TEXT SHOWN:

((

By Jason Chen, Member of the DWS Research Institute

In a previous blog post, “Emerging markets now and always (Part 1)”, we highlighted a few qualitative and quantitative reasons as to why Emerging Marketsequities may be less risky than often perceived by market participants. Investing in a basket of well-diversified countries has historically resulted in lower average risk (in terms of volatility) for the MSCI Emerging Markets Local index than some of its developed markets peers. The benefits of investing across countries could potentially be demonstrated when measuring the riskiness of an Emerging Markets equity portfolio as more and more countries are added.

In emerging markets now and always (Part 2), we will expand on some of these ideas as well as lay out the case for Emerging Markets as a potential strong portfolio diversifier. Portfolio diversification is foundational to building robust strategic asset allocations, which are the primary building blocks of long term risk adjusted returns for some investors. The case for maintaining allocations to Emerging Markets equities in an appropriate size is tantamount to strategic investing.

Portfolio diversification

A foundational principle of modern portfolio theory is that diversification can reduce risk. In other words, under certain conditions, adding assets with lower correlations to an unlevered portfolio may reduce the volatility of that portfolio. On a rolling 12-month basis, the correlation of MSCI Emerging Markets Local Index to either MSCI USA Index or MSCI World Local Index demonstrates the diversification of EM against developed equity markets (see Figure 1). As a result, Figures 2 and 3 show that since 2001, MSCI All Country World Local Index—which includes EM—has experienced lower volatility than MSCI USA Index 100% of the time over the same timeframe, and has been less volatile than developed markets (MSCI World Local) 92% of the time over the same period. While the volatility reduction of including EM (ACWI – World) was small, the risk reductive effect appears relatively stable. We believe the smaller scale may also be symptomatic of the small 12% weighting of EM within ACWI.

Source: Bloomberg. MSCI as of October 2019. May not be indicative of future results. Index returns assume reinvestment of all distributions and do not reflect fees or expenses. It is not possible to invest directly in an index.

))

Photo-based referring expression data
((

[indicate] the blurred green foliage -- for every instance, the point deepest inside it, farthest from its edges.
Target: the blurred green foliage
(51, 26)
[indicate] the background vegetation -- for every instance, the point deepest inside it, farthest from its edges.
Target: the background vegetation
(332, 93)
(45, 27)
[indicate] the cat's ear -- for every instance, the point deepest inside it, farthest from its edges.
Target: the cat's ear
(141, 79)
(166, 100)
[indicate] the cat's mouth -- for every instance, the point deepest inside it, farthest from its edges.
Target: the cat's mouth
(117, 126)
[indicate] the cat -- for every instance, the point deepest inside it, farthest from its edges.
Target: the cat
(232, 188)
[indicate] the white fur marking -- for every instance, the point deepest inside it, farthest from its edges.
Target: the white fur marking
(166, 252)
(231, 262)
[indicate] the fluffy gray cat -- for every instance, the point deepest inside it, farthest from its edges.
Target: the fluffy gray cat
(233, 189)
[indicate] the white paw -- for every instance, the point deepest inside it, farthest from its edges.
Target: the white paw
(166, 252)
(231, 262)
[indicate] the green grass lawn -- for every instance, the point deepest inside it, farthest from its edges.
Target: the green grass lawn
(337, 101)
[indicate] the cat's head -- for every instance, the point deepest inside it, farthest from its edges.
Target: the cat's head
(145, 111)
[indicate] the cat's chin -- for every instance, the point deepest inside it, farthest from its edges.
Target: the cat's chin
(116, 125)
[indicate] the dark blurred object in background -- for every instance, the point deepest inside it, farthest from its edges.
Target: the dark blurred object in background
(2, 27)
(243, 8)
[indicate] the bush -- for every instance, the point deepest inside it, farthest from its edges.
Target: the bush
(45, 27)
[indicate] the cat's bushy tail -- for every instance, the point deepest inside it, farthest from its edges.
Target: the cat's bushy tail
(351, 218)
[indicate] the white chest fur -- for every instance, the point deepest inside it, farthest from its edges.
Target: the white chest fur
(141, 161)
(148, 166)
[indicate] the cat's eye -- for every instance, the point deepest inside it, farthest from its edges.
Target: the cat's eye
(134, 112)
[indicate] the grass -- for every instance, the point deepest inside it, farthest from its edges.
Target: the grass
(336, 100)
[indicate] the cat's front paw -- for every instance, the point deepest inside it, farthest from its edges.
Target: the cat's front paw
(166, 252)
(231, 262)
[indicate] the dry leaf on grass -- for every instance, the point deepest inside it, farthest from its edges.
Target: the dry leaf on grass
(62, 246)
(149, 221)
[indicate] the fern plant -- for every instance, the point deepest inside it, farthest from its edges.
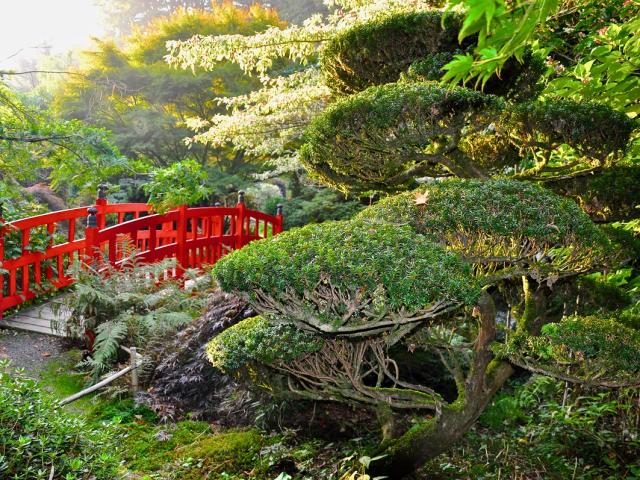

))

Reproduce the portion of the emerging markets text starting with "Source: Bloomberg. MSCI" and going on through "in an index.", word for word.

WRITTEN ANSWER:
Source: Bloomberg. MSCI as of October 2019. May not be indicative of future results. Index returns assume reinvestment of all distributions and do not reflect fees or expenses. It is not possible to invest directly in an index.